** start **

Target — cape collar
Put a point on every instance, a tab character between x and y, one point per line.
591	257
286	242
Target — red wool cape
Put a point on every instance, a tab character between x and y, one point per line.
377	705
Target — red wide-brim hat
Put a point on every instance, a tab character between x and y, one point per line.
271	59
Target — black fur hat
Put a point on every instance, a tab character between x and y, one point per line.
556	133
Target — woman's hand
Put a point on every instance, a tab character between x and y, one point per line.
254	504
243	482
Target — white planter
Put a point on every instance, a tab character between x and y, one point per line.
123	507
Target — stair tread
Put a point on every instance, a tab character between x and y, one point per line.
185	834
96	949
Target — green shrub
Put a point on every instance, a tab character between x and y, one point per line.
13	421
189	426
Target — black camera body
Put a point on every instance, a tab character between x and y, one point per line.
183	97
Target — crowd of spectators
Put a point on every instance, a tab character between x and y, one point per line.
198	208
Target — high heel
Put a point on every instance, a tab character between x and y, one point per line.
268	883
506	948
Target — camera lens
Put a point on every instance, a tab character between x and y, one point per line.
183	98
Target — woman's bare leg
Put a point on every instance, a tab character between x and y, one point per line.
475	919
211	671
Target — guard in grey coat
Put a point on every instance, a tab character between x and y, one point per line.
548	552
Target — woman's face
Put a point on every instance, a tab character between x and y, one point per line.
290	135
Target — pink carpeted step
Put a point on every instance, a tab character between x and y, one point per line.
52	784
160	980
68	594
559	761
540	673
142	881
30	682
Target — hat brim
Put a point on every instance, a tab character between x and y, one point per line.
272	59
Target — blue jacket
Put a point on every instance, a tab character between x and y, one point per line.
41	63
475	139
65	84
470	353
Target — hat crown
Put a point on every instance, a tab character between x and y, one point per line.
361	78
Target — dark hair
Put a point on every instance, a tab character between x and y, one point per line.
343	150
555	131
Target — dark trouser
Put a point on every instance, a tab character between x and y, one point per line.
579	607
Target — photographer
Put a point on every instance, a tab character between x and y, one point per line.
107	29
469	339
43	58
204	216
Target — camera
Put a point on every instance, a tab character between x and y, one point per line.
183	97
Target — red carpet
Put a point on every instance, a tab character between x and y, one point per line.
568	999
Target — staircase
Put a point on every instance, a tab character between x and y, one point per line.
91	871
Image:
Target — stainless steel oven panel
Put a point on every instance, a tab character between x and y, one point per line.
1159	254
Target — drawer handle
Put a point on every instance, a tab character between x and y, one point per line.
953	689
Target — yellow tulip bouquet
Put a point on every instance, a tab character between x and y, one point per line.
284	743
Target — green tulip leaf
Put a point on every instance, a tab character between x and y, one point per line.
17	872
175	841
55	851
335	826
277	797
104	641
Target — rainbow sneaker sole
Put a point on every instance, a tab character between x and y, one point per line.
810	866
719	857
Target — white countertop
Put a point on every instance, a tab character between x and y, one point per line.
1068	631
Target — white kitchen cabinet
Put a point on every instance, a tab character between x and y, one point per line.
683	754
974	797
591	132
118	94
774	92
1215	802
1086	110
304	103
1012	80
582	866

** end **

:: What needs to be done ::
Present every line of the items above as a Markdown table with two columns, Row and Line. Number the rows in order and leave out any blank lines.

:: Response to this exercise ::
| Row | Line |
|---|---|
| 1 | Target — cape collar |
| 2 | Put a point on every instance, a tab character between x and y, one point per line. |
| 3 | 591	257 |
| 4 | 286	242 |
| 5 | Target — red wool cape |
| 6 | Put a point on every instance, a tab character between x and y, one point per line. |
| 7 | 377	705 |
| 8 | Target — red wide-brim hat |
| 9 | Put a point on every instance, a tab character between x and y, one point per line. |
| 10 | 271	59 |
| 11 | Target — black fur hat |
| 12 | Put a point on every instance, a tab character between x and y, one point per line. |
| 13 | 556	133 |
| 14 | Target — woman's hand |
| 15 | Put a point on every instance, a tab character between x and y, one point per line. |
| 16 | 254	504 |
| 17 | 243	482 |
| 18 | Target — white planter |
| 19 | Put a point on every instance, a tab character between x and y, one point per line. |
| 20 | 123	507 |
| 21 | Target — stair tread |
| 22 | Put a point on every instance, a tab character between x and y, one point per line. |
| 23 | 185	834 |
| 24 | 96	949 |
| 25 | Target — green shrub |
| 26 | Put a point on every instance, a tab character between x and y, one point per line. |
| 27 | 13	421 |
| 28 | 189	426 |
| 29 | Target — black camera body |
| 30 | Put a point on every instance, a tab character between x and y, one point per line. |
| 31 | 183	97 |
| 32 | Target — crowd of spectators |
| 33 | Put a point on every instance, a tab character between x and y, one point per line. |
| 34 | 198	208 |
| 35 | Target — high heel |
| 36 | Put a point on every instance, a tab character between x and y, one point per line. |
| 37 | 268	883 |
| 38 | 506	948 |
| 39 | Target — camera lens |
| 40 | Put a point on every instance, a tab character between x and y, one point per line. |
| 41 | 183	98 |
| 42 | Target — woman's bare leg |
| 43 | Put a point on every instance, a tab character between x and y, one point per line. |
| 44 | 475	919 |
| 45 | 211	671 |
| 46 | Target — guard in grey coat |
| 47 | Put a point on every instance, a tab character between x and y, one point per line. |
| 48 | 548	552 |
| 49 | Target — woman's face |
| 50 | Put a point on every instance, a tab character between x and y, one point per line. |
| 51 | 290	135 |
| 52 | Target — pink carpeted step |
| 53 | Put a point on every instance, a tab character between x and y, one point per line. |
| 54 | 52	784 |
| 55 | 160	980 |
| 56 | 68	594 |
| 57 | 559	761 |
| 58 | 540	673 |
| 59 | 142	881 |
| 60 | 30	682 |
| 61 | Target — hat brim |
| 62 | Put a point on every instance, a tab character between x and y, one point per line. |
| 63 | 272	59 |
| 64 | Target — blue jacket |
| 65 | Put a point on every instance, a tab character between x and y, one point per line. |
| 66 | 41	63 |
| 67 | 475	139 |
| 68 | 65	84 |
| 69 | 470	353 |
| 70 | Target — hat crown |
| 71 | Put a point on every instance, a tab character between x and y, one point per line. |
| 72 | 361	78 |
| 73 | Target — dark hair |
| 74 | Put a point on every instance, a tab character between x and y, one point per line. |
| 75 | 343	150 |
| 76 | 555	131 |
| 77 | Target — dark trouser |
| 78 | Put a point on every instance, a tab character between x and y, one point per line. |
| 79 | 579	607 |
| 80 | Target — photographer |
| 81 | Put a point on every instance, a tab character between x and y, one point per line. |
| 82 | 107	29 |
| 83 | 469	339 |
| 84 | 43	58 |
| 85 | 204	216 |
| 86 | Target — camera |
| 87 | Put a point on every instance, a tab character between x and y, one point per line. |
| 88 | 183	97 |
| 89 | Target — red carpet |
| 90 | Put a point on every instance, a tab character between x and y, one point per line. |
| 91 | 568	999 |
| 92 | Target — staircase |
| 93 | Put a point on every instance, a tab character between x and y, one point per line. |
| 94 | 91	871 |
| 95 | Image: |
| 96 | Target — stainless steel oven panel |
| 97 | Put a point on every instance, a tab character between x and y, one point per line. |
| 98 | 1159	254 |
| 99 | Target — drawer handle |
| 100 | Put a point on every instance, a tab character between x and y, one point per line. |
| 101 | 953	689 |
| 102 | Target — yellow tulip bouquet |
| 103 | Put a point on every instance, a tab character between x and y, one point per line. |
| 104 | 284	743 |
| 105 | Target — green tulip leaf |
| 106 | Put a point on every instance, a tab character between x and y, one point per line. |
| 107 | 17	872 |
| 108 | 175	841 |
| 109 | 55	851 |
| 110 | 335	826 |
| 111 | 277	797 |
| 112 | 104	641 |
| 113 | Target — rainbow sneaker sole |
| 114 | Put a point on every instance, a tab character between x and y, one point per line. |
| 115 | 810	866 |
| 116 | 719	857 |
| 117 | Target — white countertop |
| 118 | Put a point on every instance, a tab character between x and y, one point per line. |
| 119 | 1068	631 |
| 120 | Target — white kitchen cabinet |
| 121 | Put a point on every instance, a tab character between x and y, one point per line. |
| 122 | 683	754 |
| 123 | 974	797 |
| 124 | 591	132 |
| 125 | 118	94 |
| 126 | 774	92 |
| 127 | 1215	802 |
| 128 | 1086	110 |
| 129 | 304	103 |
| 130 | 1012	80 |
| 131 | 582	866 |